§ **WHAT IS REQUIRED**
Return the passage in the farming account from "Farmers have this" to "how to grow.", word for word.
*** Opening EXCERPT ***
There is always a need for workers, and honestly networking with farmers and apprenticing with farmers is how you get cheap land or are given land. That’s just the way that I’ve learned how to do it.
Going to college, it was a waste of money.
The only reason to go was to network and show that I’m willing and able to do work. I went to a small private liberal arts college.
I went to college for sustainable agriculture – there are only a few that do that program and have actual farms at their college.
I got a scholarship to go to my school, but it was more of a waste because it didn’t have practical courses they had theoretical courses.
I supplemented by having internships and working as a seasonal worker on farms.

I’m an immigrant
and
I identify as Latinx.
I was born in Argentina and immigrated when I was 5.
It’s unfortunate that there aren’t more Latnix people in regenerative farming.
I want to have a farm for me and also to show that BIPoC people and Latinx people are leading the charge.
I do plan to have my own farm. I’m trying to work on that soon – hopefully by the time I’m 35 I’ll have a farm!
Ever since I was little, I knew that I wanted to work outside and tend to the land. I unfortunately don’t have a tie to this land since I am an immigrant. Both of my family’s sides were immigrants from the Middle East and Germany and ended up in South America.
Farmers have this power to change the food system and solid health, and have a part in slightly reversing climate change and sequestering carbon. The way we farm is closely tied to the deterioration of the ozone layer and climate change.
I have faith that the American farming culture is moving toward the Campesino movement.
Most farmers in the world are landless, they work for others.
The landless farmer movement, and the Not Our Farm project, too – it shows that there are a lot of us out there.
They are unionizing and working to acquire land as the landless to do what they will with it and not be told what to grow or how to grow.
I did a project in my last semester of college – racism in agriculture as we know it. Modern industrialized farming parallels the nasty parts of regenerative agriculture.
“Farmer” equates to farm owner. “Farm worker” equates to a person in the field.
“Farmers” are predominantly white. “Farm workers” are predominantly Mexican. They don’t match up with the population.
You can trace it back to the Homestead Act. You can also trace it back to the numbers of millions of Black farmers that have drastically dropped due to discrimination. The USDA wasn’t giving Black farmers their loans so they slowly started losing their land.
*** Closing EXCERPT ***
*** Opening EXTRACTED DATA ***
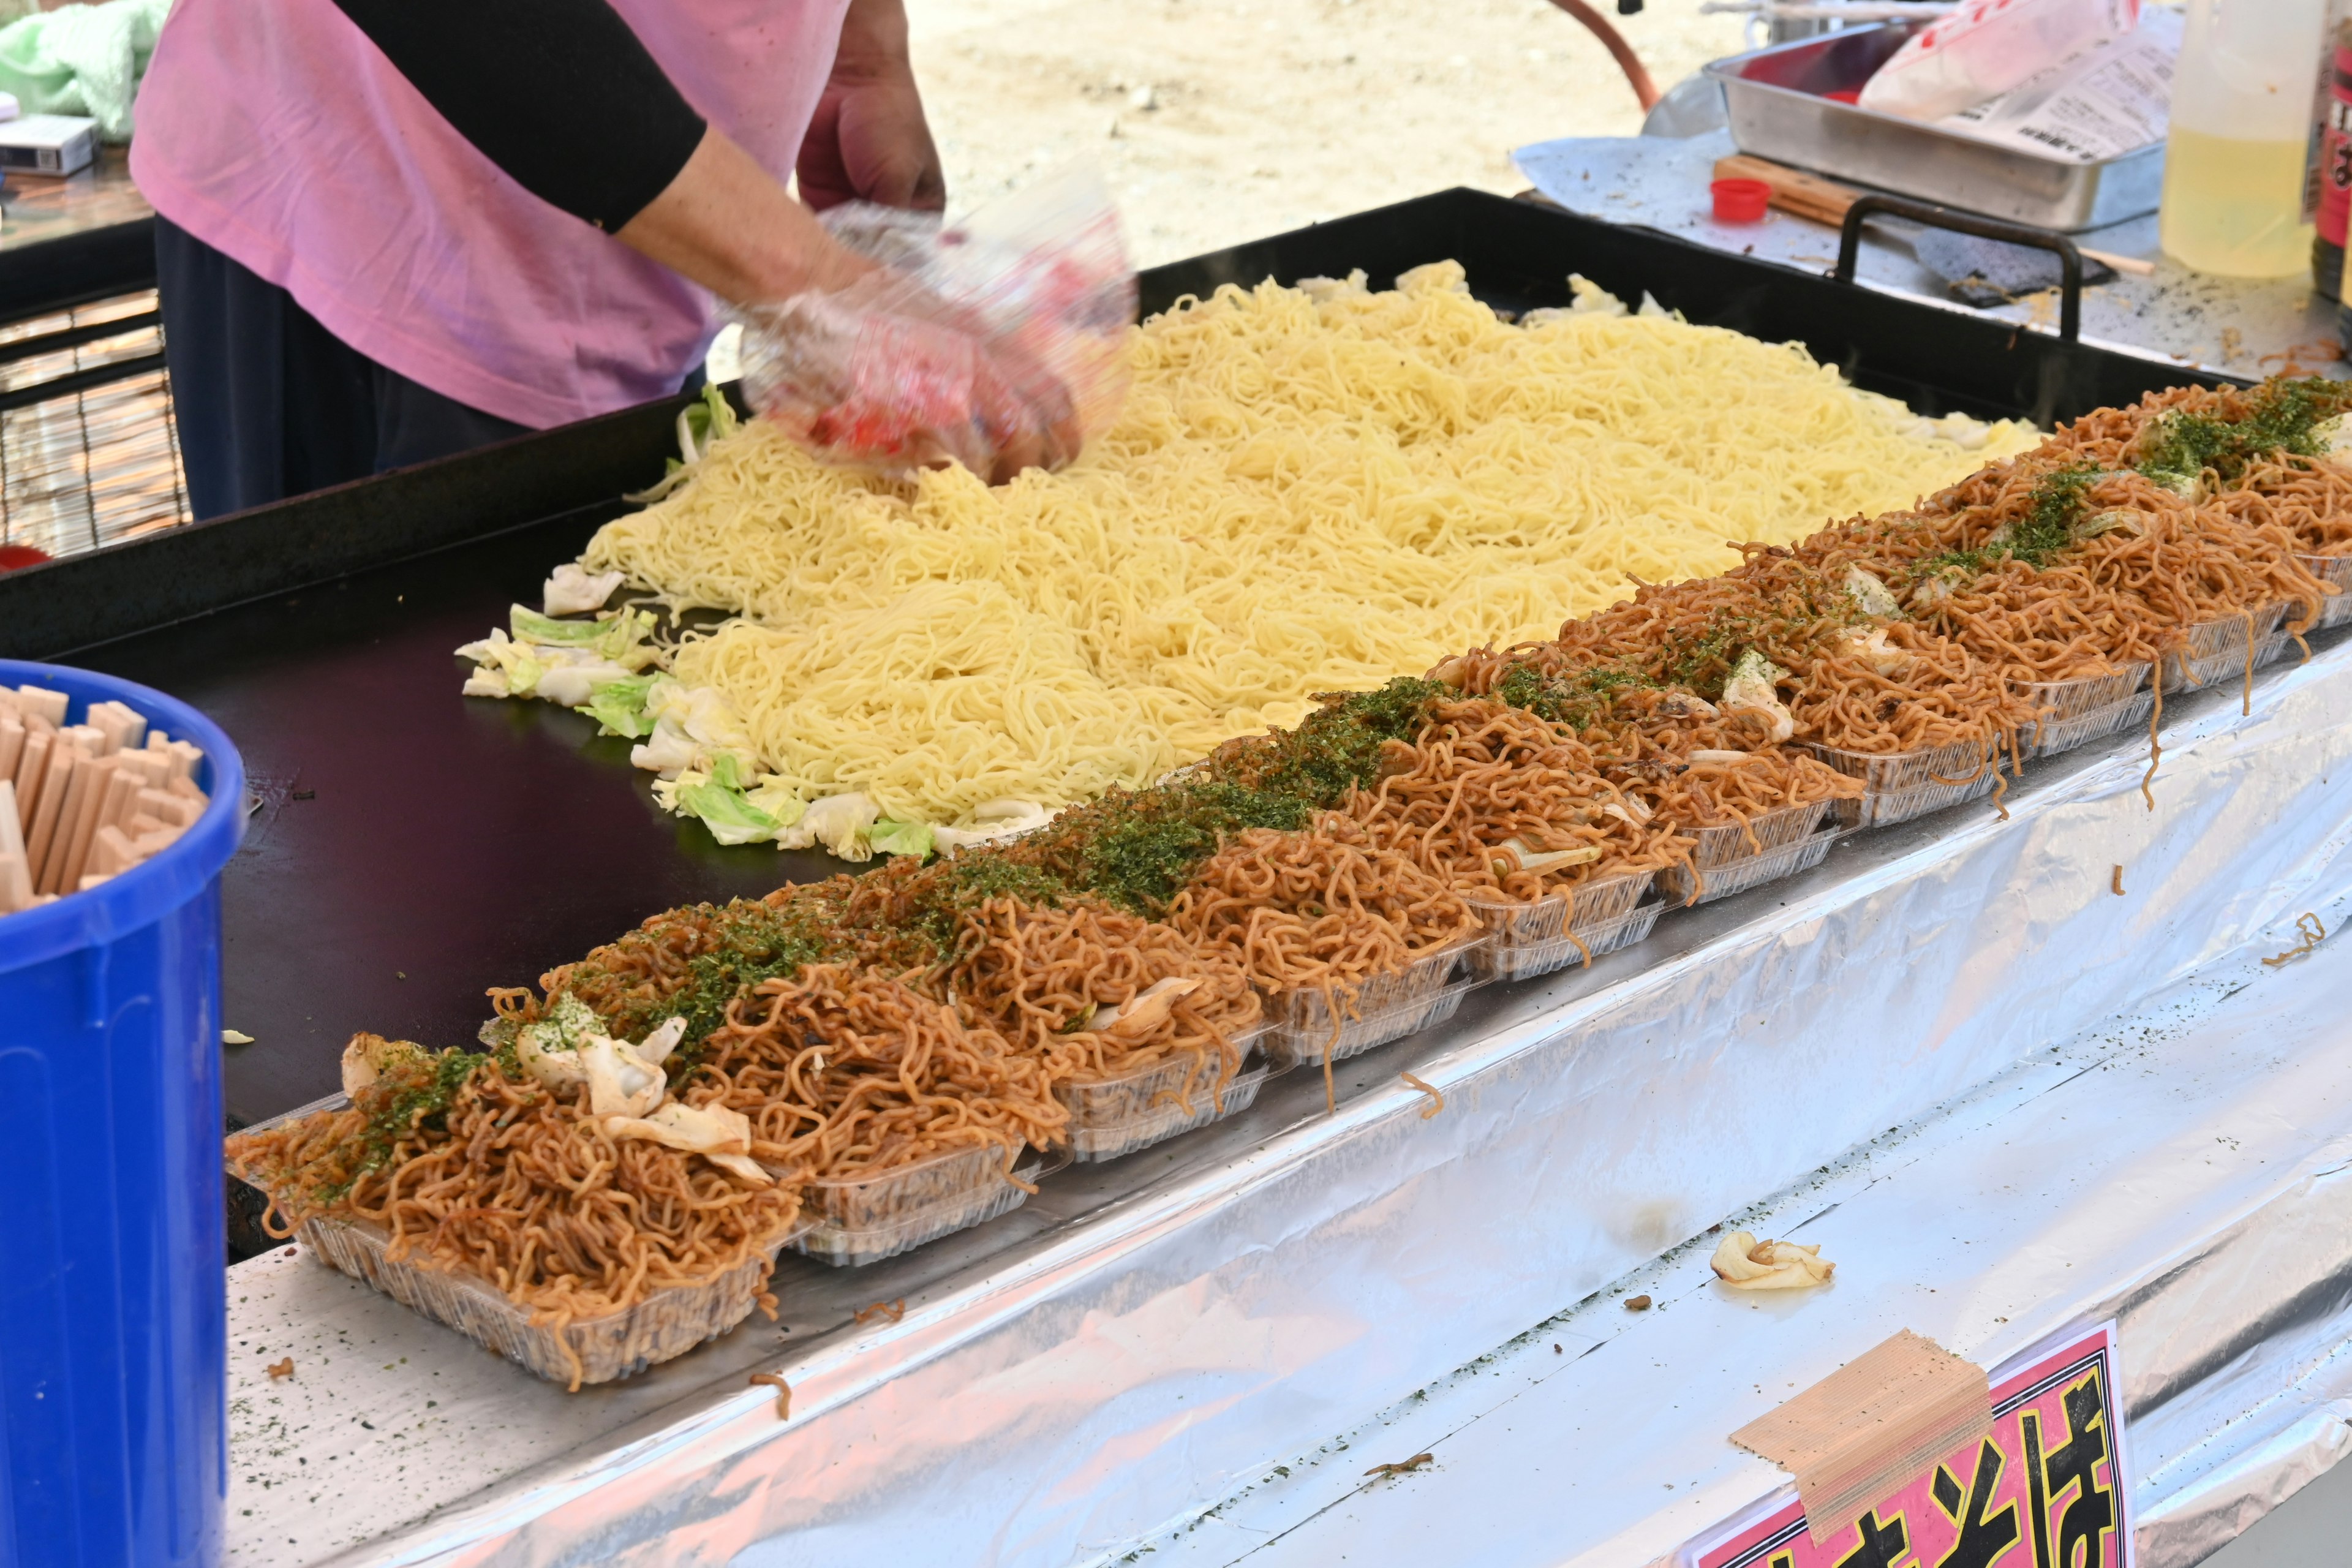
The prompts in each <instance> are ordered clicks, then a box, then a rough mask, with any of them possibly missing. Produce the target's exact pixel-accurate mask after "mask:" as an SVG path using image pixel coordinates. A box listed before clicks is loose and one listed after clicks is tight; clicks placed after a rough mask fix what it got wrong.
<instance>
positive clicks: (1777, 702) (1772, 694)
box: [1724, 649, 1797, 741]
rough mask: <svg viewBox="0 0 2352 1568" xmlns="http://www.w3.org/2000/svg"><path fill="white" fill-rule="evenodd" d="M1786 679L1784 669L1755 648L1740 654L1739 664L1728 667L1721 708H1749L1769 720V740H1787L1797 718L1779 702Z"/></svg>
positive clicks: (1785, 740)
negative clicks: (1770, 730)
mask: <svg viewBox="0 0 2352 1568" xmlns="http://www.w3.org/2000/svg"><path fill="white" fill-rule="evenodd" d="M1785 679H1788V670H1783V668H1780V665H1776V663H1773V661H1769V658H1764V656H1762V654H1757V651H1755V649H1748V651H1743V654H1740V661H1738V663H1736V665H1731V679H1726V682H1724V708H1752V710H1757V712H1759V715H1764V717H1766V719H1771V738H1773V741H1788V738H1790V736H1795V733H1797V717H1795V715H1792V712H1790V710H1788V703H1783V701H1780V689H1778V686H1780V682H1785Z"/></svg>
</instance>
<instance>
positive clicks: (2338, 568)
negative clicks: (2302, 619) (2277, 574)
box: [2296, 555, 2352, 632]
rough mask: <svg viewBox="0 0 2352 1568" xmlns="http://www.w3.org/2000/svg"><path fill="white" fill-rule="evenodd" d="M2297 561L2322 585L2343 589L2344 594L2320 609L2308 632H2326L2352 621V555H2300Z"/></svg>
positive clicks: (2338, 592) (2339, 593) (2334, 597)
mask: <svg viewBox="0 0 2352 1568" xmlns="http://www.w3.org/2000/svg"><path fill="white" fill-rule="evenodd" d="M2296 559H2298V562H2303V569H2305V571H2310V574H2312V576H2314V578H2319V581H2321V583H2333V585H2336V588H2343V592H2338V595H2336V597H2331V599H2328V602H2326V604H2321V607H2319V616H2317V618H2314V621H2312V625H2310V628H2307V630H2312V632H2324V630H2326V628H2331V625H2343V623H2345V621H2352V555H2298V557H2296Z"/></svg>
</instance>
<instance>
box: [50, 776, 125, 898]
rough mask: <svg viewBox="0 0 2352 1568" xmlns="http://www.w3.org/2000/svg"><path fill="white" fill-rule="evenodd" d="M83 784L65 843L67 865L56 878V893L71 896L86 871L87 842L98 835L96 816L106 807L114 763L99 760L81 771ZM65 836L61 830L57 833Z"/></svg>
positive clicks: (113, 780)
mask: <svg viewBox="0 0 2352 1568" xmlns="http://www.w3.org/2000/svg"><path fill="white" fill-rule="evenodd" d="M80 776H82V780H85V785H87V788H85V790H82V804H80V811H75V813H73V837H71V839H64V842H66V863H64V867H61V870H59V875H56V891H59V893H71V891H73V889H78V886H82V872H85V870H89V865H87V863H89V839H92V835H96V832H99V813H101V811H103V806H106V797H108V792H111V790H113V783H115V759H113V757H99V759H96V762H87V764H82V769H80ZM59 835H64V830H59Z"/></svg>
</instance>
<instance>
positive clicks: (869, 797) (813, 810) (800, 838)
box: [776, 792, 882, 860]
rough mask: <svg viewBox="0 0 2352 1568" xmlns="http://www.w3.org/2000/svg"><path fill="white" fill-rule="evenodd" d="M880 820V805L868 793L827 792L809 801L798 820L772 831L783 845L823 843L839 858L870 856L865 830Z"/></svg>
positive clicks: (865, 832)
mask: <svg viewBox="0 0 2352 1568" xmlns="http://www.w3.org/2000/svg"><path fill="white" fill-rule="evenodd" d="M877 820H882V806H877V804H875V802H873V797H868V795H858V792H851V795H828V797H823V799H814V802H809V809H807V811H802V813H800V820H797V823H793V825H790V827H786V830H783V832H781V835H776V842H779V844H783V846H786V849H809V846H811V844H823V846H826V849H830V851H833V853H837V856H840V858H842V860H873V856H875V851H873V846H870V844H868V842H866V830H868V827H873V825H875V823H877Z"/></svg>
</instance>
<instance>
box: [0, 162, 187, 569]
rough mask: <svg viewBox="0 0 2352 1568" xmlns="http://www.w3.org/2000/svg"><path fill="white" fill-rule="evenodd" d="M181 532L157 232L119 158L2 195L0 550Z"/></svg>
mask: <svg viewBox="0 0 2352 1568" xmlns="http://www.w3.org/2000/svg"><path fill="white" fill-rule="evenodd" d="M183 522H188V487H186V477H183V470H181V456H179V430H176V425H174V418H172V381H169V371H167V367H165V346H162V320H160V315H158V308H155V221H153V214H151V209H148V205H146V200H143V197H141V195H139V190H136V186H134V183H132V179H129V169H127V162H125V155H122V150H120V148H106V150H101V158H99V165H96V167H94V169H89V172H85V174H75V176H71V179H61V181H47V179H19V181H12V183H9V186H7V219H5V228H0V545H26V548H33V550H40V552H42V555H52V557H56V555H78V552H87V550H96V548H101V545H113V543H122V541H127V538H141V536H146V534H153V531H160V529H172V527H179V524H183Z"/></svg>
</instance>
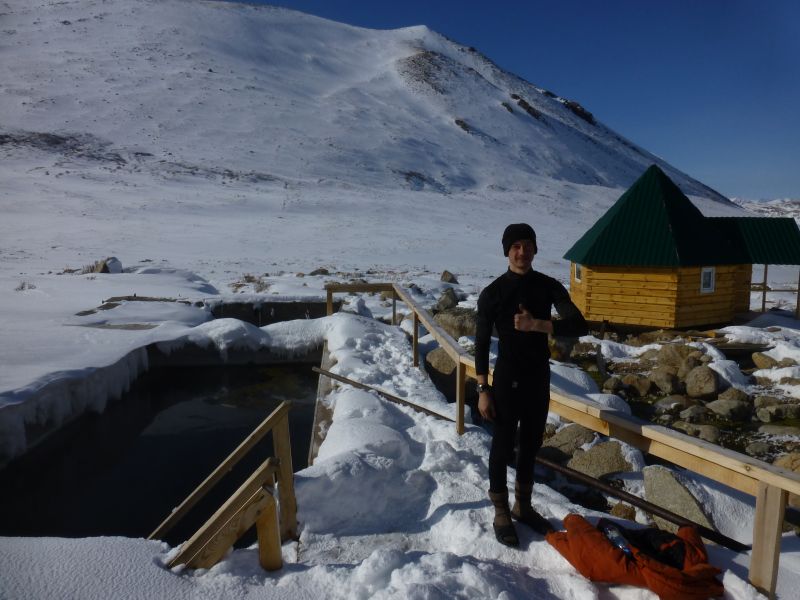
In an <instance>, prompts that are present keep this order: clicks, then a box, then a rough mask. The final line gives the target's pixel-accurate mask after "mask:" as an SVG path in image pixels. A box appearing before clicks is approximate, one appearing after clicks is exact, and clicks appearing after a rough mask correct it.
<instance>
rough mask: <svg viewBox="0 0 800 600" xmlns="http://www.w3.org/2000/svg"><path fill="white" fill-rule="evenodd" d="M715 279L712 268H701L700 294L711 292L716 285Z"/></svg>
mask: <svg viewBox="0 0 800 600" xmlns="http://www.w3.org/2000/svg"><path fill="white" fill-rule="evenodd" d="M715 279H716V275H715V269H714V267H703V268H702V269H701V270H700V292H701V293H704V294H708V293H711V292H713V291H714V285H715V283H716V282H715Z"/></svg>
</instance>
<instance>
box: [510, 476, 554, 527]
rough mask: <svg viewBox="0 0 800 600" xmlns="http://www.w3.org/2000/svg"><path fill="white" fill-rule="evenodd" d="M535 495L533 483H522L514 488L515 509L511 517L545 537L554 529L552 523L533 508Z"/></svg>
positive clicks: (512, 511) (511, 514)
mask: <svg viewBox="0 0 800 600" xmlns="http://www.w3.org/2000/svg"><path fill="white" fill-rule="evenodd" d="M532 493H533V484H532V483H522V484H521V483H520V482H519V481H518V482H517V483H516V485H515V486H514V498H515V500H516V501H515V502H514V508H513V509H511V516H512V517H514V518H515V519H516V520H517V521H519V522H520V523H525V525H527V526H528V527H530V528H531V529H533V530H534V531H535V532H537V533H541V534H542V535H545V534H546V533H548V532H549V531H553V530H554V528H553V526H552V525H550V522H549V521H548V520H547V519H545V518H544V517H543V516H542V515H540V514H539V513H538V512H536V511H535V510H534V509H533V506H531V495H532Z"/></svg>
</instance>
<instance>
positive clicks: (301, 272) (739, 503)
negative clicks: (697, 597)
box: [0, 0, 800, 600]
*** Closing EXTRACTED DATA ***
§ **RESPONSE AREA**
Farmers have this power to change the food system and solid health, and have a part in slightly reversing climate change and sequestering carbon. The way we farm is closely tied to the deterioration of the ozone layer and climate change.
I have faith that the American farming culture is moving toward the Campesino movement.
Most farmers in the world are landless, they work for others.
The landless farmer movement, and the Not Our Farm project, too – it shows that there are a lot of us out there.
They are unionizing and working to acquire land as the landless to do what they will with it and not be told what to grow or how to grow.